▸ **Information provided**
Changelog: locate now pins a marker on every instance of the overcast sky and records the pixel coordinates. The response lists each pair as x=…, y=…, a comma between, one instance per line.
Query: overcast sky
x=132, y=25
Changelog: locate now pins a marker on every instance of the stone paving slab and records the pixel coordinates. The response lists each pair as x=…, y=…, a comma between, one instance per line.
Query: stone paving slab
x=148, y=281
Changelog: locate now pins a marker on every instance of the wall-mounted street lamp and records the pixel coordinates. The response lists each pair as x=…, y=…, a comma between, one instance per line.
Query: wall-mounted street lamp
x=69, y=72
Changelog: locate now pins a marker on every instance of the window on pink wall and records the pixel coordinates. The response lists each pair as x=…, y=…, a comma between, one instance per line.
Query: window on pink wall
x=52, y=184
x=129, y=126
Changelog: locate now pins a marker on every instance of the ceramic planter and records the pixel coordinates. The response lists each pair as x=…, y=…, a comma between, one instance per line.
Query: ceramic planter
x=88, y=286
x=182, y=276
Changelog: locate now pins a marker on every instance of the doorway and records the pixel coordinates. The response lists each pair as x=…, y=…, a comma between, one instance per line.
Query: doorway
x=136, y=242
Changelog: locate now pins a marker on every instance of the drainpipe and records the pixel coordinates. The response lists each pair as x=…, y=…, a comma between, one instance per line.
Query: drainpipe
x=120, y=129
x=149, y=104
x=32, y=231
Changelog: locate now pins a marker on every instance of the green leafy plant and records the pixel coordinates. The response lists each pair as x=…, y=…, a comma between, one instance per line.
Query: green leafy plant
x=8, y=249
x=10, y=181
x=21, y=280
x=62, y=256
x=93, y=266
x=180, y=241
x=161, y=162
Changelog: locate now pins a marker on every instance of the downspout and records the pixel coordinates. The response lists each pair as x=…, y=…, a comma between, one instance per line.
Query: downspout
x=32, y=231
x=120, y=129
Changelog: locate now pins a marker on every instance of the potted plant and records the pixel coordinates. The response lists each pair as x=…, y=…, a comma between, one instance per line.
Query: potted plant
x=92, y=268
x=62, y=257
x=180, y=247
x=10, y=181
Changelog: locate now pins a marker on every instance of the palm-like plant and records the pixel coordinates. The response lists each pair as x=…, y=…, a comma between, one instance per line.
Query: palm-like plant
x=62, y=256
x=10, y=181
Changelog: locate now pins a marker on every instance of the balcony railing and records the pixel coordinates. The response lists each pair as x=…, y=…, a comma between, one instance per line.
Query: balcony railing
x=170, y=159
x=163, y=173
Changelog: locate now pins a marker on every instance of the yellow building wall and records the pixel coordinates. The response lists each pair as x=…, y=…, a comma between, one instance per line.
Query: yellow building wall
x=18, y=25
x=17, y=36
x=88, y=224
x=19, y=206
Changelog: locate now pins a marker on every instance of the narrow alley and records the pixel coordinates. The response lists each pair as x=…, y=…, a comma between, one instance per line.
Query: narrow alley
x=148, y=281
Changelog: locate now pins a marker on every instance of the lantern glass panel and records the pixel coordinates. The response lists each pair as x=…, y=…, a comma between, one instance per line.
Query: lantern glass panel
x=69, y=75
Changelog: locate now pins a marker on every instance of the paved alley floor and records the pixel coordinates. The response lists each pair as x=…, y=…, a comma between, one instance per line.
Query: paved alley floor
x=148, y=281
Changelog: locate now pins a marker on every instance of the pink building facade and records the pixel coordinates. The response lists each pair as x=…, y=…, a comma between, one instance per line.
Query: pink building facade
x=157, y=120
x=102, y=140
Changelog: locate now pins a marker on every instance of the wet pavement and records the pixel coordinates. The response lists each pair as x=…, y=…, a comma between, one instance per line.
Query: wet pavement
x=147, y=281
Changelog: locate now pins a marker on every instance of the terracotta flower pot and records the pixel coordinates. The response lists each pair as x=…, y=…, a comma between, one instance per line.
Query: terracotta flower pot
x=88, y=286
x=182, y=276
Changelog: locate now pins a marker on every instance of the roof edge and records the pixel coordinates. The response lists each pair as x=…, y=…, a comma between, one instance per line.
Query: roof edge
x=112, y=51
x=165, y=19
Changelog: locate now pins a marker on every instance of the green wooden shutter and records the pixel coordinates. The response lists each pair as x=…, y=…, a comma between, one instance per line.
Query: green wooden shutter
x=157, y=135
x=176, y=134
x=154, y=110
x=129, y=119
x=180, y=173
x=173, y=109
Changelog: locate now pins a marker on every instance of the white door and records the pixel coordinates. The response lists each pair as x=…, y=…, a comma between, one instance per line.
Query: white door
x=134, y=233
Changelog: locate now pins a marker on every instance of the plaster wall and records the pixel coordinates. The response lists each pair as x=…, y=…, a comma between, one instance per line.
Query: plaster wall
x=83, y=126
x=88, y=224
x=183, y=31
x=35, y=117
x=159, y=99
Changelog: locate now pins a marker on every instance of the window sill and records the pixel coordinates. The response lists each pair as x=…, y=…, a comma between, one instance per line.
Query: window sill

▸ **Exercise instructions**
Retype all of the material above word for word, leaving nothing out.

▸ **Written response**
Changelog: locate now pins a marker on every instance of the overcast sky and records the pixel coordinates. The response lists each pair as x=…, y=…, a comma between, one instance per line.
Query: overcast sky
x=132, y=25
Changelog: locate now pins a marker on every instance of the stone paving slab and records the pixel coordinates. The response lists each pair as x=…, y=…, a comma between, one instance per line.
Query: stone paving slab
x=148, y=281
Changelog: locate now pins a marker on every instance of the wall-mounted street lamp and records the pixel coordinates. The response lists each pair as x=…, y=…, a comma between, one instance per line.
Query: wall-mounted street lamp
x=69, y=72
Changelog: locate now pins a marker on every instance of the window on pink wall and records the pixel coordinates. The response lists each pair as x=…, y=…, a comma between, one instance per line.
Query: window on pink wall
x=52, y=184
x=129, y=126
Changelog: locate now pins a marker on every instance of the ceramic planter and records the pixel coordinates. The response lists each pair as x=…, y=…, a comma between, one instance per line.
Query: ceramic planter
x=88, y=286
x=182, y=276
Changelog: locate now pins a marker on every instance of the doorway and records the pixel coordinates. The response lists each pair as x=…, y=…, a comma between, one instance per line.
Query: doorway
x=136, y=242
Changelog: locate now pins a marker on every instance of the drainpipe and records the pixel coordinates. The response lists each pair as x=…, y=…, a comma between, one instance per line.
Query: drainpipe
x=120, y=129
x=149, y=104
x=32, y=231
Changelog: locate now pins a marker on every instance of the green leafy plant and records the pixel coordinates. The response lists each pair as x=…, y=…, a comma between, one instance per line.
Query: green leafy plant
x=8, y=249
x=10, y=181
x=21, y=280
x=62, y=256
x=93, y=266
x=180, y=241
x=161, y=162
Changelog: locate now pins a marker on every instance of the downspout and records the pixel coordinates. The response lists each pair as x=…, y=…, a comma between, one instance per line.
Query: downspout
x=32, y=231
x=120, y=129
Changelog: locate now pins a marker on every instance of the potted plant and records the pixel coordinates. The response lists each pair as x=…, y=…, a comma between, one instance per line.
Query: potted plant
x=92, y=268
x=62, y=257
x=180, y=247
x=10, y=181
Changelog: locate now pins a marker on every instance of the palm-like plant and records the pixel coordinates. The response lists each pair as x=…, y=…, a comma between, one instance per line.
Query: palm-like plant
x=62, y=256
x=10, y=181
Changelog: locate now pins a marker on every instance of the balcony railing and records the pixel coordinates. The response lists each pair as x=…, y=…, a comma between, one instance per line.
Query: balcony railing
x=170, y=159
x=163, y=173
Changelog: locate now pins a marker on every instance of the yellow building wall and records the pixel coordinates. The response lists each pair as x=…, y=…, a comma between, one instance per line.
Query: yellow building wall
x=18, y=25
x=17, y=36
x=88, y=224
x=19, y=206
Changelog: locate now pins a marker on every instance of the narrow alley and records the pixel coordinates. The response lists each pair as x=…, y=…, a comma between, one instance per line.
Query: narrow alley
x=148, y=281
Changelog: locate now pins a marker on every instance of the lantern glass panel and records the pixel coordinates. The response lists each pair as x=…, y=…, a comma between, one instance per line.
Query: lantern glass panel
x=69, y=75
Changelog: locate now pins a marker on every instance of the paved alley floor and records the pixel coordinates. The response lists each pair as x=…, y=…, a comma between, one instance per line.
Query: paved alley floor
x=148, y=281
Changelog: locate now pins a marker on every instance of the pink building facade and records the pixel coordinates. The response lists each pair as x=…, y=…, a comma between, one instance per line.
Query: pink building facade
x=157, y=120
x=102, y=140
Changelog: locate now pins a marker on every instance of the wet pavement and records the pixel coordinates. The response lists each pair as x=…, y=…, a comma between, one instance per line.
Query: wet pavement
x=147, y=281
Changelog: locate now pins a marker on every instance of the terracotta flower pot and records the pixel coordinates. The response lists each pair as x=…, y=…, a comma between, one instance per line.
Query: terracotta flower pot
x=88, y=286
x=182, y=276
Changelog: locate now pins a marker on every instance of the roof edge and records the pixel coordinates. The response lists each pair as x=…, y=…, a comma between, one instance per line.
Query: roof edge
x=112, y=51
x=165, y=19
Changelog: locate now pins a marker on every instance of the green wooden shutter and records the pixel coordinates. The response lists each pair as x=…, y=…, a comma between, one instance per line.
Query: green wooden shutter
x=157, y=135
x=176, y=134
x=154, y=110
x=129, y=119
x=180, y=173
x=173, y=109
Changelog: locate now pins a marker on every instance of the white door and records the pixel coordinates. The response lists each pair as x=…, y=…, a comma between, one instance per line.
Query: white door
x=134, y=233
Changelog: locate now pins a marker on every instance of the plaster wall and records the pixel coordinates. The response lists each pair as x=…, y=…, a comma between, one instance per line.
Query: plaster wall
x=83, y=126
x=88, y=224
x=183, y=31
x=35, y=117
x=159, y=99
Changelog: locate now pins a marker on every instance of the window sill and records the pixel coordinates. The response lists each pair as x=…, y=…, a comma between, one instance per line.
Query: window sill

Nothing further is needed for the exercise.